Materials provided:
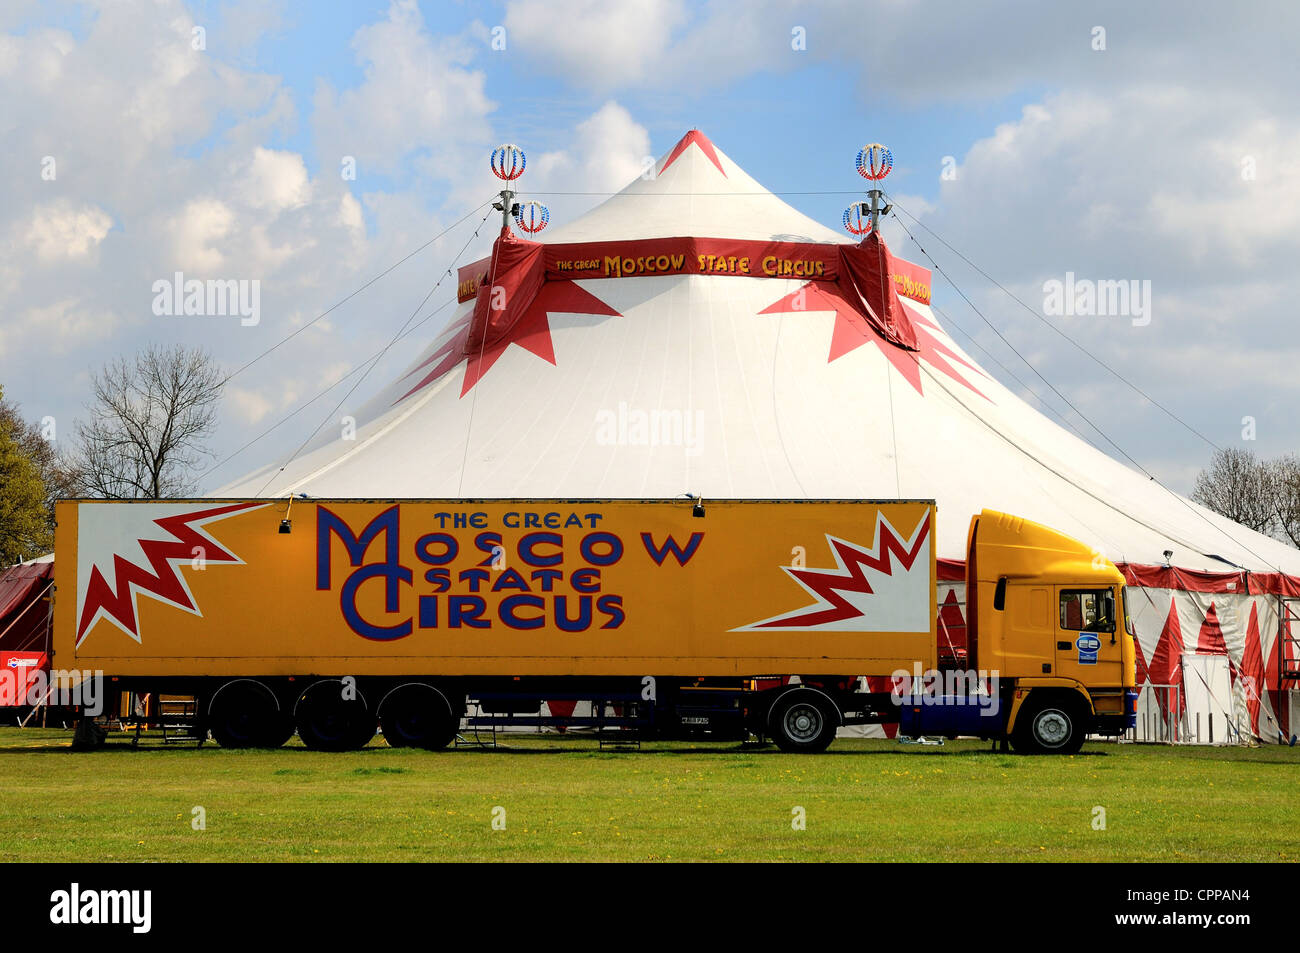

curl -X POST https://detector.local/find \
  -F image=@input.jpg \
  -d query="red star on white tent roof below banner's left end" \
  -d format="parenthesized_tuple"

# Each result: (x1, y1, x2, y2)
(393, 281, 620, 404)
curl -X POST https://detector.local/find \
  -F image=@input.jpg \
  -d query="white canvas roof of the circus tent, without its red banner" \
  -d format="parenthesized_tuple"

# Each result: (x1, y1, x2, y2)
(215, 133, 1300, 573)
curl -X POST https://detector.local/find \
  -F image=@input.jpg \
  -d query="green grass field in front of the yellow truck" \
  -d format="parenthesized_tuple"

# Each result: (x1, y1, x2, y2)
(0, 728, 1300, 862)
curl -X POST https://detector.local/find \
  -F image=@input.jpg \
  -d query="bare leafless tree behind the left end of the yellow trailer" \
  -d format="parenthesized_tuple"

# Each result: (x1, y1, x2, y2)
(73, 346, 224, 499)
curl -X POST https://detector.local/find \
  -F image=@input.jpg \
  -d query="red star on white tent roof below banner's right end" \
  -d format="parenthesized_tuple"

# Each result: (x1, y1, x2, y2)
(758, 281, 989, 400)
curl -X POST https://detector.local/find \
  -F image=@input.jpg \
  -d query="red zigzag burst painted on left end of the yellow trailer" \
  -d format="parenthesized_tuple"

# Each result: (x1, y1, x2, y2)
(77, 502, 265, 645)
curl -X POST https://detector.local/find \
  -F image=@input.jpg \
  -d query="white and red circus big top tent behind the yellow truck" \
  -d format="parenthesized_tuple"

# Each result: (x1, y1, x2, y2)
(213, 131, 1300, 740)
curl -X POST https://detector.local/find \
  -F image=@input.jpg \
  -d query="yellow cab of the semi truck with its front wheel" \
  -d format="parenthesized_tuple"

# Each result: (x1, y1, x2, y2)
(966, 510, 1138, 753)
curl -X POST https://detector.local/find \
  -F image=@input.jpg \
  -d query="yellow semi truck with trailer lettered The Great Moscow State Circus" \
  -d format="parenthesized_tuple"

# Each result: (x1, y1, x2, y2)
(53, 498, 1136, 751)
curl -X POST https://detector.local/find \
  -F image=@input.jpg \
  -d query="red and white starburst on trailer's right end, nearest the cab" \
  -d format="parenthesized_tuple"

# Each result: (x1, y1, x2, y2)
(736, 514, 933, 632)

What this task involves: Where the word "front" is present in a line of the listing, copy that line.

Exercise result:
  -d query="green grass field in front of the yellow truck" \
  -d query="yellow cab of the semi truck with its front wheel" \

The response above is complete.